Reproduce every one of the rows below word for word, leaving the pictures out.

▬▬▬

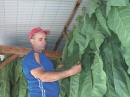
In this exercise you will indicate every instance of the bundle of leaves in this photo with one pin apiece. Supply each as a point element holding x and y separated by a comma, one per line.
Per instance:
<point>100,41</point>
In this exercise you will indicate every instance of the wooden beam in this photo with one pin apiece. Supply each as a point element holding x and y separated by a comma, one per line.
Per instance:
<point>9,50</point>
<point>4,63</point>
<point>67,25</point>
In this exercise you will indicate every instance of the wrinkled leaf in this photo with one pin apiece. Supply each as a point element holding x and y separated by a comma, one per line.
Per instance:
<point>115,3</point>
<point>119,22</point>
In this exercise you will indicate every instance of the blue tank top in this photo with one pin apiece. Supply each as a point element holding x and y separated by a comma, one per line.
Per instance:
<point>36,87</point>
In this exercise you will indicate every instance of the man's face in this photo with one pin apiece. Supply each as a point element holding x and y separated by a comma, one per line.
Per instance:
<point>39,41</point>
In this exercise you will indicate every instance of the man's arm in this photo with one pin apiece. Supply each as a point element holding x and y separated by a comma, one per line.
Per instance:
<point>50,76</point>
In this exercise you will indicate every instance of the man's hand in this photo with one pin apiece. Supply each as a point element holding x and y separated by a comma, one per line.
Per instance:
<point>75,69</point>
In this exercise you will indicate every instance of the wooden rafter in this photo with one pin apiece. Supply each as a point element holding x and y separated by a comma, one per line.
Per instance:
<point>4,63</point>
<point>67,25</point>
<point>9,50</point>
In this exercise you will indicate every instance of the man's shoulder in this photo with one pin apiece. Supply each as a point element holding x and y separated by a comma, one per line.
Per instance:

▬▬▬

Answer for this exercise:
In this exercise you will indicate every instance of the bundle of leaves in this photo with one pin apiece. Supply each as a point element holding x and y separated by a comma, one per line.
Per instance:
<point>100,41</point>
In this exercise you will indicate every instance of the wooden beam in this photo with one pin apiece. Supply each as a point element holding x and y separated by a comma, one per line.
Per instance:
<point>9,50</point>
<point>4,63</point>
<point>67,25</point>
In this exercise you will indicate every instance of the wrinkled leaf in this photo with one pin apiece. Supply each as a point element holding x and y separated by a comma, one per line.
Per instance:
<point>115,3</point>
<point>119,22</point>
In this exercise you will indicate every instance of the blue tank top in this photo with one pin apiece. Supply each as a point element holding x and y separated by a comma, one per line.
Per instance:
<point>36,87</point>
In this exercise you will indicate every instance of the man's face in this photo with one pin apiece. Supply each as a point element holding x and y separated by a comma, one per line.
Per instance:
<point>39,41</point>
In this exercise you will indicate every instance of the man's arm in this photo with one pin apiece. Supply each as a point element holding x and y separated by a comma, one per line.
Per instance:
<point>50,76</point>
In this exercise you will indicate every instance of the man's hand in this photo with one pin apiece. Supply each as a point element holding x and y separated by a comma, one per line.
Per instance:
<point>75,69</point>
In this exercise you will indicate every instance of the wooden rafter in this photo with one pin apiece. Supply each as a point element holding x and y separated by a comma, one per line.
Per instance:
<point>4,63</point>
<point>67,25</point>
<point>9,50</point>
In this exercise you will indicate every instance of the man's shoulder in this photo with one pin apiece. Supply each as a point element holding x and y separated by a comma, one per line.
Per instance:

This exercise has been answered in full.